▶

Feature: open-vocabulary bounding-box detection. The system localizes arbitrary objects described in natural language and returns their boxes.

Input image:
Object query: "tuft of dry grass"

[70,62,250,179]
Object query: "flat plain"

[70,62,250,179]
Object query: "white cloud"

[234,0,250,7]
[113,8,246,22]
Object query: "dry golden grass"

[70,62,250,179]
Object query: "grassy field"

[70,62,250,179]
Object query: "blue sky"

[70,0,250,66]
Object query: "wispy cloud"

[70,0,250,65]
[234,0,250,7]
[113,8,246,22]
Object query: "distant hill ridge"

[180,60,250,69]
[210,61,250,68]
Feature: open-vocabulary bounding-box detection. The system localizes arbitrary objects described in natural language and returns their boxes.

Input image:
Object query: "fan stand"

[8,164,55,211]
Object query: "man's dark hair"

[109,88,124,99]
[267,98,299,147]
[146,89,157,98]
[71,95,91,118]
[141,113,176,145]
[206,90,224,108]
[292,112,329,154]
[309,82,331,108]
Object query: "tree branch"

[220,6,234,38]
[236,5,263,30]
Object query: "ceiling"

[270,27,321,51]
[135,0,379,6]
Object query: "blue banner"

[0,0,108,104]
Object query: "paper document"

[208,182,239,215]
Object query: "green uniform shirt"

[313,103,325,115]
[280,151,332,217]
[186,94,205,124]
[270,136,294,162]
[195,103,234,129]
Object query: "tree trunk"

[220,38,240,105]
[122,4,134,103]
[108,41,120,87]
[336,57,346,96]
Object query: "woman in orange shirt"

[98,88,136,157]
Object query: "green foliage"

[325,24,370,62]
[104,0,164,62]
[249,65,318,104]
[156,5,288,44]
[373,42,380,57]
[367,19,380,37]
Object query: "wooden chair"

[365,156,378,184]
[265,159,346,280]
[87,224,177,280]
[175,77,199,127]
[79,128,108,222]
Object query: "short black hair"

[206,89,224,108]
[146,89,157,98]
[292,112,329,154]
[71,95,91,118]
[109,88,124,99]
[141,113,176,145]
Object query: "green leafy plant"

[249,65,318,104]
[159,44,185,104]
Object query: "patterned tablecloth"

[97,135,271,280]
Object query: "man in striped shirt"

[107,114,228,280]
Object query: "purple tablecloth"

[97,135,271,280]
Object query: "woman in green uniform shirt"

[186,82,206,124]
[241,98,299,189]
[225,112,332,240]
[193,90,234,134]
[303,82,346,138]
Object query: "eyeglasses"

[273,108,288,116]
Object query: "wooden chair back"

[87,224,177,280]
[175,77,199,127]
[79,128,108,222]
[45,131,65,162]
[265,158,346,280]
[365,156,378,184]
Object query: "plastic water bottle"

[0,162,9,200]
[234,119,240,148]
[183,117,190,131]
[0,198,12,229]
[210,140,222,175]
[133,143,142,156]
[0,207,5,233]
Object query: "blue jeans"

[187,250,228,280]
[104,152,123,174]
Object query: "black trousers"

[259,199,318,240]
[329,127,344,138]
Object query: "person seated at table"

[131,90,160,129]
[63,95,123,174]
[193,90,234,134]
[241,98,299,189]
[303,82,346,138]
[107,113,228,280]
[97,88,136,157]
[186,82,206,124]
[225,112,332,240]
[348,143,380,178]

◀

§ GOAL
Output the records above in their entirety, exactly.

§ SOLUTION FOR THIS EXERCISE
Feature: open-vocabulary bounding-box detection. The system localizes arbitrary objects described in natural language and returns their boxes.

Input image:
Object query: "tuft of dry grass"

[70,62,250,179]
Object query: "flat plain"

[70,62,250,179]
Object query: "white cloud"

[234,0,250,7]
[113,8,246,22]
Object query: "dry golden grass"

[70,62,250,179]
Object query: "grassy field"

[70,62,250,179]
Object query: "blue sky"

[70,0,250,66]
Object query: "wispy cloud"

[70,0,250,65]
[234,0,250,7]
[113,8,246,22]
Object query: "distant hill ridge"

[180,60,250,69]
[210,61,250,68]
Feature: open-vocabulary bounding-box detection. The system localizes arbitrary objects described in natural language and returns their boxes.

Input image:
Object query: "fan stand"

[8,164,55,211]
Object query: "man's dark hair"

[109,88,124,99]
[267,98,299,147]
[146,89,157,98]
[71,95,91,118]
[141,113,176,145]
[206,90,224,108]
[292,112,329,154]
[309,82,331,108]
Object query: "tree branch"

[220,6,234,38]
[236,5,263,30]
Object query: "ceiling"

[270,27,321,51]
[135,0,379,6]
Object query: "blue banner"

[0,0,108,104]
Object query: "paper document"

[208,182,239,215]
Object query: "green uniform shirt"

[313,103,325,115]
[280,151,332,217]
[186,94,205,124]
[270,136,294,162]
[195,103,234,129]
Object query: "tree trunk"

[220,38,240,105]
[122,4,134,103]
[108,41,120,87]
[336,57,346,96]
Object query: "woman in orange shirt"

[98,88,136,157]
Object query: "green foliage"

[325,24,370,62]
[104,0,164,62]
[249,65,318,104]
[156,5,288,44]
[373,42,380,57]
[367,19,380,37]
Object query: "wooden chair"

[365,156,378,184]
[265,159,346,280]
[87,224,177,280]
[175,77,199,127]
[79,128,108,222]
Object query: "short black hair"

[206,89,224,108]
[146,89,157,98]
[292,112,329,154]
[71,95,91,118]
[109,88,124,99]
[141,113,176,145]
Object query: "green leafy plant"

[249,65,318,104]
[159,44,185,104]
Object query: "patterned tablecloth"

[97,135,271,280]
Object query: "man in striped shirt"

[107,114,228,280]
Object query: "purple tablecloth"

[97,135,271,280]
Object query: "woman in green uniform shirt"

[186,82,206,124]
[241,98,299,189]
[225,112,332,240]
[193,90,234,134]
[303,82,346,138]
Object query: "eyeglasses"

[273,108,288,116]
Object query: "wooden chair back"

[87,224,177,280]
[175,77,199,127]
[79,128,108,222]
[45,131,65,162]
[265,158,346,280]
[365,156,378,184]
Object query: "plastic water bottle"

[0,162,9,200]
[234,119,240,148]
[183,117,190,131]
[0,198,12,229]
[210,140,222,175]
[133,143,142,156]
[0,207,5,233]
Object query: "blue jeans"

[187,250,228,280]
[104,152,123,174]
Object query: "black trousers"

[259,199,318,240]
[329,127,344,138]
Object query: "person seated at table"

[131,90,160,129]
[63,95,123,174]
[193,90,234,134]
[241,98,299,189]
[303,82,346,138]
[107,113,228,280]
[97,88,136,157]
[186,82,206,124]
[225,112,332,240]
[348,143,380,178]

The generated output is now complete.